▸ **Exercise description**: For each entry, restate it word for word while omitting any image it holds.

▸ **Working data**:
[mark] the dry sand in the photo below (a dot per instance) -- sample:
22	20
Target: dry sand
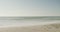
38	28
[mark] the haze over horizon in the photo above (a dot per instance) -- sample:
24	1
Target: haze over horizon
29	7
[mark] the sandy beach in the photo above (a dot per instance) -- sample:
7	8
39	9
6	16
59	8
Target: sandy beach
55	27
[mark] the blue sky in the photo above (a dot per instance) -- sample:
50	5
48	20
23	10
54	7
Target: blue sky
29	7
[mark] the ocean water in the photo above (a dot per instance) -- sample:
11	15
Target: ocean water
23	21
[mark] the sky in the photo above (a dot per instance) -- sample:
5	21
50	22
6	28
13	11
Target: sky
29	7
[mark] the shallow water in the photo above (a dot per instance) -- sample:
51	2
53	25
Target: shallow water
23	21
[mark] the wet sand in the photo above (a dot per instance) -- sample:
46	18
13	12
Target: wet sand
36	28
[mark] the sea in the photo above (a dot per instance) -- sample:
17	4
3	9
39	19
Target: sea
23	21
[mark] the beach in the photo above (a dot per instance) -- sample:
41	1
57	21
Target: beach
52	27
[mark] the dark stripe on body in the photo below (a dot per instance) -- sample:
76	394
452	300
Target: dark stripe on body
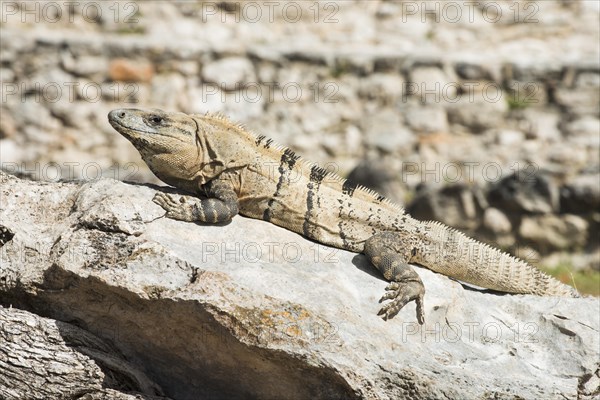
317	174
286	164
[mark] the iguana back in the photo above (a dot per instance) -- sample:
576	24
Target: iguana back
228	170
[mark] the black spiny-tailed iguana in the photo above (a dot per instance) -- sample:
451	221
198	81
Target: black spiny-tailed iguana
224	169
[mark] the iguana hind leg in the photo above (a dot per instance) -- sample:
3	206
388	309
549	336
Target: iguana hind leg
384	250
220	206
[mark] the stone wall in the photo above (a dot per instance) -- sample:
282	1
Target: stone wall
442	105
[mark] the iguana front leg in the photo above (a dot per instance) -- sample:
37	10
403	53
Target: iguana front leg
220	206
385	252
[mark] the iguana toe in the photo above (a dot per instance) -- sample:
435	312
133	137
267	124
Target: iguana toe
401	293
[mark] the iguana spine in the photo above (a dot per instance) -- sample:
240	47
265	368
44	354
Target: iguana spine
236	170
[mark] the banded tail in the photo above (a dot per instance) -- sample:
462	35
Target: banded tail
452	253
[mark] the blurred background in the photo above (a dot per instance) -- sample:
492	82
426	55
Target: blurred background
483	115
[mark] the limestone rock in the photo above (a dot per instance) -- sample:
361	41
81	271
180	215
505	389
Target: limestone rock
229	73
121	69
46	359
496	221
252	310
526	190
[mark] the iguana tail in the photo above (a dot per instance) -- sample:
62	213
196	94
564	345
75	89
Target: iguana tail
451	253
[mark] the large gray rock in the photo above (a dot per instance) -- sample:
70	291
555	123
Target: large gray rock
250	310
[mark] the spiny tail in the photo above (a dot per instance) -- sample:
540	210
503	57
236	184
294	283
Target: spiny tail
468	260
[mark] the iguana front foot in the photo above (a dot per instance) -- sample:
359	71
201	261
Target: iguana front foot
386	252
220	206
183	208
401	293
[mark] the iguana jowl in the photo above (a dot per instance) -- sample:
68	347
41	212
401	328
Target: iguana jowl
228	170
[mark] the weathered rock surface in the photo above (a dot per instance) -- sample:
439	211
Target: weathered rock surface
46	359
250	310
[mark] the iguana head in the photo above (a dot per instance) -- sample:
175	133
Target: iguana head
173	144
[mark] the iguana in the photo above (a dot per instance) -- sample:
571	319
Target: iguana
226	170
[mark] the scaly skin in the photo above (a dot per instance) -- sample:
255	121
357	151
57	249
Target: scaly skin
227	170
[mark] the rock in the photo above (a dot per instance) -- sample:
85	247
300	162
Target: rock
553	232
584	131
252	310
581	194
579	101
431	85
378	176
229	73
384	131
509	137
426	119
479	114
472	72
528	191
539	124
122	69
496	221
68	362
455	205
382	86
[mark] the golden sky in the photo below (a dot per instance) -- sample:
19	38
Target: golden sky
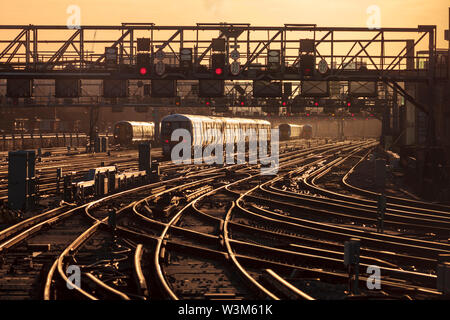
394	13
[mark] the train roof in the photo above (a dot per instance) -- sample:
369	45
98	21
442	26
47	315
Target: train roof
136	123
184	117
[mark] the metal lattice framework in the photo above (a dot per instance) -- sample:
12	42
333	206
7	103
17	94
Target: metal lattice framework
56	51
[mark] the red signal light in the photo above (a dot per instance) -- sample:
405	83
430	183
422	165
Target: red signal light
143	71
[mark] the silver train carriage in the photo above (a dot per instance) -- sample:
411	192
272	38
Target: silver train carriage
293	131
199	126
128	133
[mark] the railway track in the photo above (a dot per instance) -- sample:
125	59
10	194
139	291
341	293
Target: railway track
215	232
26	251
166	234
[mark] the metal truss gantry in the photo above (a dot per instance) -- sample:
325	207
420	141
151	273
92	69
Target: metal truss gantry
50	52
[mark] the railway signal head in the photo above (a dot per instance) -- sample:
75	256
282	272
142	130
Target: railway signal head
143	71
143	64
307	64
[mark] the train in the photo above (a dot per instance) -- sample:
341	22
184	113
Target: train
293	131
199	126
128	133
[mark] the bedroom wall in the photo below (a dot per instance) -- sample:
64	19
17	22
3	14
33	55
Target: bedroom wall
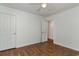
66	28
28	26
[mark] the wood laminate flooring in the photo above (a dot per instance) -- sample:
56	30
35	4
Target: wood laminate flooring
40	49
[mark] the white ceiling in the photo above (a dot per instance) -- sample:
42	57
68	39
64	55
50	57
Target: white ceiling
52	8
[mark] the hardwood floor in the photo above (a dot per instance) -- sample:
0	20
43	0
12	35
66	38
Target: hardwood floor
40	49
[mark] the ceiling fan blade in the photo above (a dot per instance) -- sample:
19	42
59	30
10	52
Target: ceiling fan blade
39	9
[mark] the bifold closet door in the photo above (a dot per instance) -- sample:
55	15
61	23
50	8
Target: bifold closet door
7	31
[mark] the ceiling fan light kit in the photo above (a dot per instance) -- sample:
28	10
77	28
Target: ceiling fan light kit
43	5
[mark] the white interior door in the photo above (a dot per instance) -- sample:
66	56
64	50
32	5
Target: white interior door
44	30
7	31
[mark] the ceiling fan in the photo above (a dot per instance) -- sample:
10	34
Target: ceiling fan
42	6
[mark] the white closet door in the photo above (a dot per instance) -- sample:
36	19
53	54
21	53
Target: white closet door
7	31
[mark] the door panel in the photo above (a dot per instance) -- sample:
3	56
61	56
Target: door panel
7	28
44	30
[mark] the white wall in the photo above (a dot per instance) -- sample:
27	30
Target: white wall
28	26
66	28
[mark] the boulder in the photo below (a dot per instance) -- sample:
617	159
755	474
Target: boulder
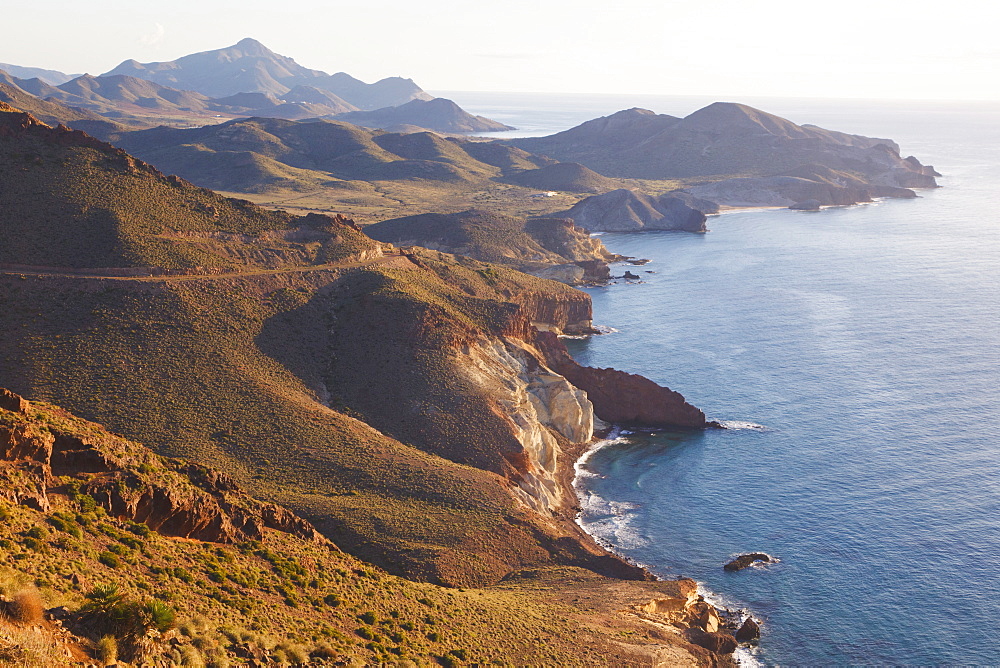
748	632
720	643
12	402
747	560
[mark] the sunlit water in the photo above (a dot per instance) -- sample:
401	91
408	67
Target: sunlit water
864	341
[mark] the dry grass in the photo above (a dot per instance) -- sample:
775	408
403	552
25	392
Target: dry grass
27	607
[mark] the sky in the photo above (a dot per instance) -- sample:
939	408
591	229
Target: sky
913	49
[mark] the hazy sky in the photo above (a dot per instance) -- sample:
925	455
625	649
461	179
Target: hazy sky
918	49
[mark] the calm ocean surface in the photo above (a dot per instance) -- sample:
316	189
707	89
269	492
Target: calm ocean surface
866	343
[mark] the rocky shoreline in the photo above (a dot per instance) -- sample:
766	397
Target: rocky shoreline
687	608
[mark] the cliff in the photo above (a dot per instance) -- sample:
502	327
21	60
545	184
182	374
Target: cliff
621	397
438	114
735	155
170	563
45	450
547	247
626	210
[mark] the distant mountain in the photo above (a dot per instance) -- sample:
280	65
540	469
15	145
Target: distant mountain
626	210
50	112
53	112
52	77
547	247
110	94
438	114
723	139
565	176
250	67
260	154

▸ **Expected output**:
[mark] the dry sand in the photo below (a dot per instance) -- sample:
22	20
Target: dry sand
38	28
[mark] the haze over horizon in the photo above (a dot per instance) -- sample:
24	1
Target: haze over horizon
29	7
[mark] the sandy beach in the photo above (a dot per instance) -- sample:
7	8
39	9
6	16
59	8
Target: sandy beach
55	27
[mark] the blue sky in the photo above (a dot per instance) -- sample:
50	5
48	20
23	10
54	7
Target: blue sky
29	7
[mark] the ocean water in the photo above (a dot per instance) -- sample:
11	15
Target: ocean water
23	21
[mark] the sky in the photo above (a dot per instance) -- sample:
5	21
50	22
6	28
13	11
Target: sky
29	7
[mark] the shallow water in the photo above (a dot per instance) -- sample:
51	2
53	25
Target: shallow water
23	21
[mark] the wet sand in the photo above (a dot per instance) -- sample:
46	18
13	12
Target: wet sand
36	28
[mark] the sea in the photo above (a dot per instance) -- sample:
17	4
3	9
39	19
Target: sea
23	21
[mark] the beach in the photo above (a dot per instance) -- sample:
41	1
57	21
Target: beach
52	27
[mark] the dark stripe on body in the photo below (a dot per instance) -- sample:
76	394
452	300
Target: dark stripe on body
317	174
286	164
[mark] the iguana back in the photo above (a dot per instance) -- sample:
576	24
Target: iguana back
228	170
[mark] the black spiny-tailed iguana in the photo above (a dot per instance) -- sample:
451	221
198	81
Target: black spiny-tailed iguana
224	169
[mark] the iguana hind leg in the photo above (a dot per instance) -- sample:
3	206
388	309
549	336
Target: iguana hind leg
384	250
220	206
[mark] the stone wall in the photo above (a dot per instance) -- sample:
282	1
Target: stone wall
442	105
[mark] the iguana front leg in the photo above (a dot per instance) -- sample:
37	10
403	53
Target: iguana front leg
220	206
385	252
[mark] the iguana toe in the photo above (a dot per instance) -- sample:
435	312
133	137
267	124
Target: iguana toe
401	293
[mark] the iguana spine in the photo above (a dot per instance) -- sample:
240	47
265	368
44	354
Target: iguana spine
236	170
[mark] the banded tail in the photo above (a dot per instance) -- sample:
462	35
Target: banded tail
452	253
[mark] the blurred background in the photo above (a dot per instance) -- sample:
492	82
426	55
Target: blurred background
483	115
[mark] the limestone rock in the photo above (a dot per instance) -- sample:
361	41
81	271
180	215
505	389
Target: limestone rock
229	73
121	69
46	359
496	221
252	310
526	190
[mark] the iguana tail in the photo above (a dot per instance) -- sample:
62	213
196	94
564	345
75	89
Target: iguana tail
451	253
[mark] the large gray rock in the photo above (a dot per instance) -- sample:
70	291
555	123
Target: large gray rock
250	310
[mark] the spiny tail in the photo above (a dot per instance) -- sample:
540	210
503	57
236	184
294	283
Target: spiny tail
468	260
[mark] the iguana front foot in the photo above (a dot per instance) -- sample:
359	71
201	261
Target: iguana front foot
386	252
220	206
183	208
401	293
[mark] the iguana jowl in the photo above (a dot per instance) -- sample:
68	347
41	212
401	328
Target: iguana jowl
228	170
[mark] the weathered rock surface in the photo above (a dot per instance) -- sample:
439	211
Target: weathered rock surface
46	359
250	310
[mark] the iguana head in the photo above (a dot per instance) -- sample:
175	133
Target: iguana head
173	144
[mark] the iguana in the photo above (a dot per instance) -- sample:
571	319
Target: iguana
226	170
[mark] the scaly skin in the photo above (a dot per instance) -- sample:
255	121
357	151
57	249
Target: scaly skin
227	170
[mark] the rock in the photo above (a dot per instance) -- sample:
85	247
300	162
Target: rock
553	232
584	131
252	310
581	194
579	101
431	85
378	176
229	73
384	131
509	137
426	119
479	114
472	72
528	191
539	124
122	69
496	221
68	362
455	205
382	86
[mark] the golden sky in the photo below (a dot per instance) -- sample:
19	38
Target: golden sky
394	13
[mark] the train roof in the photo above (a dot per instance) -- sample:
369	45
98	21
442	26
47	315
Target: train roof
136	123
184	117
[mark] the metal lattice framework in the photo above (a dot per instance) -- sample:
12	42
333	206
7	103
17	94
Target: metal lattice framework
56	51
[mark] the red signal light in the photo above (a dot per instance) -- sample:
405	83
430	183
422	165
Target: red signal light
143	71
[mark] the silver train carriage in the photo above (a dot per instance) -- sample:
411	192
272	38
Target: silver train carriage
293	131
199	126
128	133
[mark] the railway track in the photo above (a dot per instance) -- sample:
125	59
10	194
139	291
341	293
Target: railway track
215	232
26	251
166	234
[mark] the metal truss gantry in the photo above (a dot per instance) -- sample:
325	207
420	141
151	273
92	69
Target: metal truss gantry
50	52
[mark] the railway signal head in the photo above (a dot per instance) -- sample:
75	256
282	272
142	130
Target: railway signal head
143	71
143	64
307	64
[mark] the train in the photo above (a dot per instance) -- sample:
341	22
184	113
Target: train
293	131
199	126
128	133
[mark] the bedroom wall in the photo below (a dot per instance) -- sample:
64	19
17	22
3	14
33	55
Target: bedroom wall
66	28
28	26
[mark] the wood laminate flooring in the photo above (a dot per instance) -- sample:
56	30
35	4
Target: wood laminate flooring
40	49
[mark] the white ceiling in the photo above (a dot per instance) -- sample:
42	57
68	39
64	55
50	57
Target: white ceiling
52	8
[mark] the hardwood floor in the photo above (a dot per instance) -- sample:
0	20
43	0
12	35
66	38
Target: hardwood floor
40	49
[mark] the ceiling fan blade in the photo above (a dot per instance) -- sample:
19	42
59	30
10	52
Target: ceiling fan blade
39	9
[mark] the bifold closet door in the photo above (a dot per instance) -- sample:
55	15
61	23
50	8
Target: bifold closet door
7	31
[mark] the ceiling fan light kit in the photo above (a dot per instance) -- sample:
28	10
77	28
Target: ceiling fan light kit
43	5
[mark] the white interior door in the photo above (a dot per instance) -- sample:
66	56
64	50
32	5
Target: white interior door
44	30
7	31
[mark] the ceiling fan in the photo above (a dot per instance) -- sample:
10	34
Target: ceiling fan
42	6
[mark] the white closet door in the photo above (a dot per instance) -- sample:
36	19
53	54
21	53
Target: white closet door
7	31
[mark] the door panel in the photo above (a dot per instance) -- sample:
3	56
61	56
Target: door panel
7	28
44	30
[mark] the white wall in the photo above (a dot per instance) -- sample:
27	30
Target: white wall
28	26
66	28
[mark] the boulder in the photo below (a dot per instance) -- sample:
617	159
755	474
Target: boulder
748	632
720	643
12	402
747	560
[mark] the sunlit water in the photo above (a dot per instance) -- sample:
401	91
408	67
Target: sunlit water
864	341
[mark] the dry grass in the photo above (a dot per instance) -- sample:
775	408
403	552
25	392
Target: dry grass
27	607
[mark] the sky in the photo above (a dot per instance) -- sample:
939	408
591	229
Target: sky
913	49
[mark] the hazy sky in the photo above (a dot per instance) -- sample:
925	455
625	649
461	179
Target: hazy sky
918	49
[mark] the calm ocean surface in the photo above (a dot per instance) -- sample:
316	189
707	89
269	492
Target: calm ocean surface
866	343
[mark] the rocky shoreline in the photo above (a dot per instance) -- sample:
766	397
Target: rocky shoreline
687	608
[mark] the cliff in the photo above (a dot per instance) -- sample:
502	327
21	60
545	184
182	374
Target: cliff
621	397
438	114
735	155
170	563
45	450
547	247
626	210
[mark] the distant mountain in the photo above (a dot per instance) -- sample:
280	65
540	469
15	145
Target: distant mountain
626	210
50	112
53	112
52	77
547	247
110	94
438	114
723	139
565	176
250	67
260	154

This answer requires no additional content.